__ASSIGNED TASK__
Reproduce every line of the items below word for word, leaving out the pictures.

__GIVEN DATA__
-*-*-

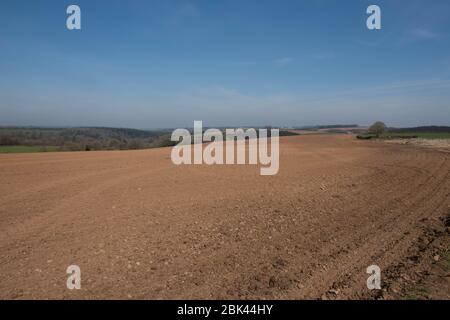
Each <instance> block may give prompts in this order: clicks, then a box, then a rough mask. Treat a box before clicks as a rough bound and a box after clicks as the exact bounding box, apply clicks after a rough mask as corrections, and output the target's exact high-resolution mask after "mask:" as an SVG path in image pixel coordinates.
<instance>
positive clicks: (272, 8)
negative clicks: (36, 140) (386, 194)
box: [0, 0, 450, 129]
mask: <svg viewBox="0 0 450 320" xmlns="http://www.w3.org/2000/svg"><path fill="white" fill-rule="evenodd" d="M70 4H74V3H72V2H69V1H58V2H55V1H41V2H30V1H22V0H19V1H4V2H2V3H1V4H0V21H2V24H3V28H1V29H0V39H1V40H0V74H1V77H0V126H38V127H80V126H82V127H121V128H137V129H142V128H145V129H152V128H154V129H156V128H181V127H183V128H184V127H192V125H193V122H194V120H203V122H204V125H205V126H208V127H227V126H233V127H238V126H248V125H252V126H266V125H272V126H275V127H293V126H296V127H300V126H313V125H329V124H350V123H354V124H359V125H362V126H367V125H370V124H371V123H373V122H375V121H377V120H381V121H384V122H385V123H386V124H387V125H388V126H390V127H412V126H428V125H442V126H445V125H447V126H448V125H450V112H449V111H450V38H449V37H450V17H449V16H448V12H450V2H448V1H444V0H436V1H433V2H428V1H424V0H413V1H395V2H393V1H377V3H376V4H377V5H379V6H380V7H381V10H382V29H381V30H373V31H371V30H368V29H367V28H366V18H367V16H368V15H367V14H366V8H367V6H368V5H370V4H372V2H371V1H365V0H363V1H358V0H353V1H345V2H342V1H325V0H321V1H305V2H299V1H290V0H285V1H245V2H242V1H226V2H224V1H203V0H198V1H194V0H192V1H187V0H185V1H133V2H125V1H110V2H108V3H107V4H106V3H105V2H102V1H86V0H80V1H76V4H77V5H79V6H80V8H81V17H82V19H81V21H82V24H81V26H82V29H81V30H71V31H69V30H68V29H67V28H66V19H67V16H68V15H67V14H66V8H67V6H68V5H70Z"/></svg>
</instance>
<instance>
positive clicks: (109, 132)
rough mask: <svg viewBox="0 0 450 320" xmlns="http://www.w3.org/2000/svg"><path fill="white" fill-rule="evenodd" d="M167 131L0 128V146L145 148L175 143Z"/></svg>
mask: <svg viewBox="0 0 450 320" xmlns="http://www.w3.org/2000/svg"><path fill="white" fill-rule="evenodd" d="M171 133H172V131H171V130H169V129H167V130H163V129H162V130H138V129H127V128H103V127H79V128H39V127H0V146H30V147H36V146H40V147H57V148H58V150H60V151H91V150H129V149H148V148H159V147H168V146H174V145H176V144H177V143H178V142H177V141H171V140H170V138H171ZM257 133H259V131H258V130H257ZM289 135H295V133H292V132H289V131H284V130H280V136H289ZM268 136H269V137H270V130H269V131H268ZM52 150H54V148H52Z"/></svg>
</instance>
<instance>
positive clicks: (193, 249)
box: [0, 135, 450, 299]
mask: <svg viewBox="0 0 450 320" xmlns="http://www.w3.org/2000/svg"><path fill="white" fill-rule="evenodd" d="M170 150H171V149H170V148H163V149H151V150H144V151H118V152H115V151H111V152H79V153H76V152H75V153H45V154H17V155H13V154H6V155H0V181H1V183H0V217H1V219H0V298H3V299H59V298H63V299H93V298H102V299H103V298H106V299H112V298H125V299H127V298H132V299H165V298H168V299H175V298H189V299H191V298H192V299H194V298H206V299H210V298H226V299H228V298H275V299H301V298H327V299H328V298H329V299H335V298H337V299H349V298H364V299H370V298H397V297H401V298H402V297H405V295H406V294H408V292H407V290H408V288H409V286H410V285H411V284H412V283H413V282H414V281H415V282H420V281H424V282H426V281H428V282H429V281H431V280H430V279H434V278H433V277H431V276H432V275H433V274H432V273H433V263H434V262H436V261H437V260H436V259H434V257H435V256H436V255H440V256H441V257H444V255H443V253H442V252H445V251H446V250H448V245H449V242H448V230H449V229H448V226H446V220H445V219H446V218H447V217H448V215H449V213H450V179H449V171H450V154H449V153H446V152H439V151H436V150H432V149H424V148H416V147H413V146H403V145H395V144H392V145H389V144H385V143H377V142H372V141H371V142H368V141H359V140H356V139H355V138H354V137H352V136H347V135H336V136H332V135H316V136H314V135H311V136H293V137H283V138H281V146H280V155H281V156H280V171H279V173H278V175H276V176H260V175H259V168H258V167H257V166H248V165H246V166H242V165H234V166H232V165H228V166H206V165H200V166H178V167H177V166H175V165H173V164H172V162H171V160H170ZM447 222H448V221H447ZM442 259H443V258H441V259H440V261H442ZM438 260H439V259H438ZM433 261H434V262H433ZM71 264H76V265H79V266H80V268H81V278H82V284H81V285H82V288H81V290H68V289H67V288H66V280H67V276H68V275H67V274H66V268H67V266H69V265H71ZM372 264H376V265H379V266H380V267H381V272H382V286H383V290H382V291H379V292H374V291H369V290H368V289H367V287H366V279H367V277H368V274H366V268H367V267H368V266H369V265H372ZM430 275H431V276H430ZM436 277H438V278H437V279H436V280H433V283H436V284H437V285H438V286H439V288H438V290H439V292H440V294H442V295H440V296H439V297H444V298H445V294H447V297H448V290H449V288H448V282H445V281H448V270H447V273H445V271H444V272H443V273H440V274H439V275H438V276H436ZM443 278H444V280H445V281H443ZM402 279H404V280H402ZM405 279H406V280H405ZM407 279H409V280H410V281H408V280H407ZM442 284H444V286H443V285H442Z"/></svg>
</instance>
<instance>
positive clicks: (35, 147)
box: [0, 146, 60, 153]
mask: <svg viewBox="0 0 450 320" xmlns="http://www.w3.org/2000/svg"><path fill="white" fill-rule="evenodd" d="M59 150H60V148H59V147H54V146H0V153H33V152H54V151H59Z"/></svg>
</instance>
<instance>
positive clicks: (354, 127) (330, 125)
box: [295, 124, 359, 131]
mask: <svg viewBox="0 0 450 320" xmlns="http://www.w3.org/2000/svg"><path fill="white" fill-rule="evenodd" d="M358 127H359V125H357V124H330V125H321V126H304V127H296V128H295V129H296V130H311V131H314V130H321V129H341V128H358Z"/></svg>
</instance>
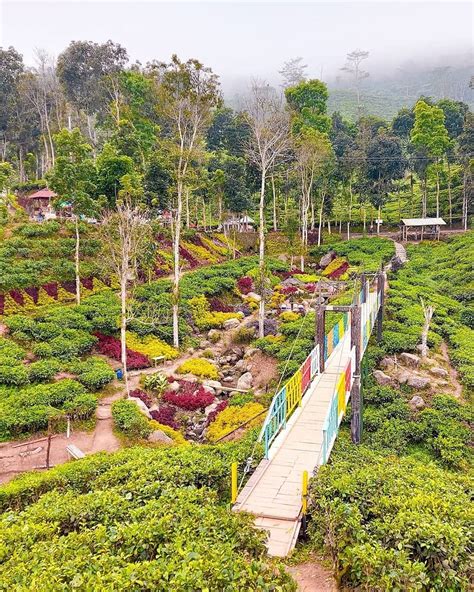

-*-*-

__THE ANSWER__
Each <instance> block may give prompts in this order: clicks, then a box, then a rough mask. Treat a box before clicks as a rough bound and a box after clicks as the exact bounding box, apply clicks after a rough mask as corrections, and output the target's exact high-resolution mask after "mask:" as an SVG path in image pixel coordinates.
<instance>
positive clicks: (272, 8)
negative clicks: (36, 140) (386, 194)
box: [0, 0, 450, 129]
mask: <svg viewBox="0 0 450 320" xmlns="http://www.w3.org/2000/svg"><path fill="white" fill-rule="evenodd" d="M70 4H74V3H72V2H69V1H58V2H55V1H41V2H30V1H22V0H19V1H4V2H2V3H1V4H0V21H2V24H3V28H1V29H0V39H1V40H0V74H1V77H0V126H38V127H80V126H82V127H121V128H137V129H142V128H145V129H152V128H154V129H156V128H181V127H183V128H184V127H192V125H193V122H194V120H203V122H204V125H205V126H208V127H227V126H233V127H238V126H248V125H252V126H266V125H272V126H275V127H293V126H296V127H300V126H313V125H329V124H350V123H354V124H359V125H362V126H367V125H370V124H371V123H373V122H375V121H377V120H381V121H384V122H385V123H386V124H387V125H388V126H390V127H412V126H428V125H442V126H445V125H447V126H448V125H450V112H449V111H450V38H449V37H450V17H449V16H448V12H450V2H448V1H444V0H436V1H433V2H428V1H424V0H413V1H395V2H393V1H377V3H376V4H377V5H379V6H380V7H381V10H382V29H381V30H373V31H371V30H368V29H367V28H366V18H367V16H368V15H367V14H366V8H367V6H368V5H370V4H372V2H371V1H365V0H363V1H358V0H353V1H345V2H342V1H325V0H321V1H305V2H299V1H290V0H285V1H245V2H242V1H226V2H224V1H203V0H198V1H194V0H192V1H187V0H185V1H133V2H125V1H110V2H108V3H107V4H106V3H105V2H102V1H86V0H80V1H76V4H77V5H79V6H80V8H81V17H82V19H81V21H82V24H81V26H82V29H81V30H71V31H69V30H68V29H67V28H66V19H67V16H68V15H67V14H66V8H67V6H68V5H70Z"/></svg>
</instance>
<instance>
positive clicks: (109, 132)
rough mask: <svg viewBox="0 0 450 320" xmlns="http://www.w3.org/2000/svg"><path fill="white" fill-rule="evenodd" d="M167 131L0 128V146L145 148L175 143Z"/></svg>
mask: <svg viewBox="0 0 450 320" xmlns="http://www.w3.org/2000/svg"><path fill="white" fill-rule="evenodd" d="M171 133H172V131H171V130H169V129H167V130H163V129H162V130H138V129H127V128H103V127H79V128H39V127H0V146H30V147H36V146H40V147H57V148H58V150H60V151H91V150H129V149H148V148H159V147H168V146H174V145H176V144H177V143H178V142H177V141H171V140H170V138H171ZM257 133H259V131H258V130H257ZM289 135H295V133H292V132H289V131H284V130H280V136H289ZM268 136H269V137H270V130H269V131H268ZM52 150H54V148H52Z"/></svg>
</instance>
<instance>
positive clicks: (193, 249)
box: [0, 135, 450, 299]
mask: <svg viewBox="0 0 450 320" xmlns="http://www.w3.org/2000/svg"><path fill="white" fill-rule="evenodd" d="M170 150H171V149H170V148H163V149H151V150H144V151H118V152H115V151H111V152H79V153H76V152H75V153H45V154H17V155H13V154H6V155H0V181H1V183H0V217H1V219H0V298H3V299H59V298H63V299H93V298H102V299H103V298H106V299H112V298H125V299H127V298H132V299H165V298H168V299H175V298H189V299H191V298H192V299H194V298H206V299H210V298H226V299H228V298H275V299H301V298H327V299H328V298H329V299H335V298H337V299H349V298H364V299H370V298H397V297H401V298H402V297H405V295H406V294H408V292H407V290H408V288H409V286H410V285H411V284H412V283H413V282H414V281H415V282H420V281H424V282H426V281H428V282H429V281H431V280H430V279H434V278H433V277H431V276H432V275H433V274H432V273H433V263H434V262H436V261H437V260H436V259H434V257H435V256H436V255H440V256H441V257H444V255H443V253H442V252H445V251H446V250H448V245H449V242H448V230H449V229H448V226H446V220H445V219H446V218H447V217H448V215H449V213H450V179H449V171H450V154H449V153H446V152H439V151H436V150H432V149H424V148H416V147H413V146H403V145H395V144H392V145H389V144H385V143H377V142H372V141H371V142H368V141H359V140H356V139H355V138H354V137H352V136H347V135H336V136H332V135H316V136H314V135H311V136H293V137H283V138H281V146H280V155H281V156H280V171H279V173H278V175H276V176H260V175H259V168H258V167H257V166H248V165H246V166H242V165H234V166H232V165H228V166H206V165H200V166H178V167H177V166H175V165H173V164H172V162H171V160H170ZM447 222H448V221H447ZM442 259H443V258H441V259H440V261H442ZM438 260H439V259H438ZM433 261H434V262H433ZM71 264H76V265H79V266H80V268H81V278H82V284H81V285H82V288H81V290H68V289H67V288H66V280H67V276H68V275H67V274H66V268H67V266H69V265H71ZM372 264H376V265H379V266H380V267H381V272H382V286H383V290H382V291H379V292H374V291H369V290H368V289H367V287H366V279H367V277H368V274H366V268H367V267H368V266H369V265H372ZM430 275H431V276H430ZM436 277H438V278H437V279H436V280H433V283H436V284H437V285H438V286H439V288H438V290H439V292H440V294H442V295H440V296H439V297H444V298H445V294H447V297H448V290H449V288H448V282H445V281H448V270H447V273H445V271H444V272H443V273H440V274H439V275H438V276H436ZM443 278H444V280H445V281H443ZM402 279H404V280H402ZM405 279H406V280H405ZM407 279H409V280H410V281H408V280H407ZM442 284H444V286H443V285H442Z"/></svg>
</instance>
<instance>
positive clicks: (35, 147)
box: [0, 146, 60, 153]
mask: <svg viewBox="0 0 450 320" xmlns="http://www.w3.org/2000/svg"><path fill="white" fill-rule="evenodd" d="M59 150H60V148H59V147H54V146H0V153H33V152H54V151H59Z"/></svg>
</instance>
<instance>
positive clicks: (354, 127) (330, 125)
box: [295, 124, 359, 131]
mask: <svg viewBox="0 0 450 320" xmlns="http://www.w3.org/2000/svg"><path fill="white" fill-rule="evenodd" d="M358 127H359V125H357V124H330V125H321V126H304V127H296V128H295V129H296V130H311V131H314V130H321V129H341V128H358Z"/></svg>
</instance>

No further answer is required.